Mais cette transformation n’affecte pas que le vin : elle touche aussi les personnes. Visiblement c’est par Marie que l’invitation de Jésus et de ses disciples à la noce semble s’être opérée. Elle est le pivot de l’affaire mais, pour autant, pas le centre de l’action. Le texte nous dit sobrement que la mère de Jésus est là, et que Jésus et ses disciples ont aussi été invités à la noce. Jean nous dit que la mère de Jésus – qu’il n’appelle d’ailleurs jamais par son nom – est une présence. Il nous dit qu’elle est là, comme il nous dira aussi qu’elle est là au pied de la croix au moment de la crucifixion.

 

Dans le texte de ce jour, c’est une présence active dont il s’agit puisque Marie suit ce qui se passe à cette noce et voit que le vin vient à manquer. Elle anticipe le déshonneur qui peut tomber sur la famille qui accueille en n’étant pas à la hauteur de son devoir de régaler les convives au cours d’une fête digne de ce nom. Elle voit ce qui se passe pour les autres, les hôtes, et intervient auprès de celui qui lui est proche, son fils, pour qu’il agisse. Elle fait comme nous le ferions si nous voyions une situation délicate arrivée et que nous savions que notre enfant pouvait la résoudre. Nous lui demanderions s’il ne veut pas intervenir puisqu’il en a la capacité, voire même nous le presserions de le faire.

:::::

Consigne:
Dans le passage à examiner, recopiez l'extrait allant de « Mais cette transformation » jusqu'à « de la crucifixion. » en remplaçant « disciples » par « compagnons ». Les enregistrements qui suivent constituent un matériau indépendant du passage à examiner.

:::::

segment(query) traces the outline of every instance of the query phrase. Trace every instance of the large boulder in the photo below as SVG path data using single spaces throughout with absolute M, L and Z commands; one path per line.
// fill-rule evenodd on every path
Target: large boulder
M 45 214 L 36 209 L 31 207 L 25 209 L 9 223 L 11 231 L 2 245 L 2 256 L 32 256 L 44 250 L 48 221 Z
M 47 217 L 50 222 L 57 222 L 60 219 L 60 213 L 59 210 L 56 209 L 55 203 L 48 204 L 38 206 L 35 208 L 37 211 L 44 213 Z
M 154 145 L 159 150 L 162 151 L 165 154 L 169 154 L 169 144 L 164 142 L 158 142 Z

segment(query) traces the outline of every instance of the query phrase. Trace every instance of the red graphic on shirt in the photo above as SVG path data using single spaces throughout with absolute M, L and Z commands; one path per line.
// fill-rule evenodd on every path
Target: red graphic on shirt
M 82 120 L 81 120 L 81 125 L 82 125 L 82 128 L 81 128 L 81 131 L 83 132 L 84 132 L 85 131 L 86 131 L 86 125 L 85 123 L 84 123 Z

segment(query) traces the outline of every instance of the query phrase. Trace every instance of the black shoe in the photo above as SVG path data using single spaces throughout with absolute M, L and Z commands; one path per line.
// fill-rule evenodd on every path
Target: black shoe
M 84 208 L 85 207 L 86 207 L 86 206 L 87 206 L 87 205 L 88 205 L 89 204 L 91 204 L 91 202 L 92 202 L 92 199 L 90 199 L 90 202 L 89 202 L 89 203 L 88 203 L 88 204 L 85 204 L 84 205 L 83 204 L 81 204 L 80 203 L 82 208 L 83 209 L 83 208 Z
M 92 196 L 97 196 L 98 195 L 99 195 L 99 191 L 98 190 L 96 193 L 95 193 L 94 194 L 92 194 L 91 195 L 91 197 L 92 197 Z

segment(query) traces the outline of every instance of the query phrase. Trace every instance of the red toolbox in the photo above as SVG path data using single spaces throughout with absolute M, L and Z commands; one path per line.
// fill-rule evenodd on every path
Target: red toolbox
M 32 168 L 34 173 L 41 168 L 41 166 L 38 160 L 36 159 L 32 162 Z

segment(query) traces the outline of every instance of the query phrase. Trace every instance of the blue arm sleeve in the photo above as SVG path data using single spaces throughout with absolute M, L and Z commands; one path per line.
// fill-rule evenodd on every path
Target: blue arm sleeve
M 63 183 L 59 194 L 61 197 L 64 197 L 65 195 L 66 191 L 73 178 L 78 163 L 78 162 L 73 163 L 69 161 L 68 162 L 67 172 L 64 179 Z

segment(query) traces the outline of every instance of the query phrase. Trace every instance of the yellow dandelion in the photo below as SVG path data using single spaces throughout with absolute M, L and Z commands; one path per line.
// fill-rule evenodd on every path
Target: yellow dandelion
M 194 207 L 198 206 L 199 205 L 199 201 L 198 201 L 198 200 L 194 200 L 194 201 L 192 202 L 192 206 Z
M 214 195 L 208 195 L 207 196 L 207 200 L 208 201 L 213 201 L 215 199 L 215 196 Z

:::::

Corrigé:
Mais cette transformation n’affecte pas que le vin : elle touche aussi les personnes. Visiblement c’est par Marie que l’invitation de Jésus et de ses compagnons à la noce semble s’être opérée. Elle est le pivot de l’affaire mais, pour autant, pas le centre de l’action. Le texte nous dit sobrement que la mère de Jésus est là, et que Jésus et ses compagnons ont aussi été invités à la noce. Jean nous dit que la mère de Jésus – qu’il n’appelle d’ailleurs jamais par son nom – est une présence. Il nous dit qu’elle est là, comme il nous dira aussi qu’elle est là au pied de la croix au moment de la crucifixion.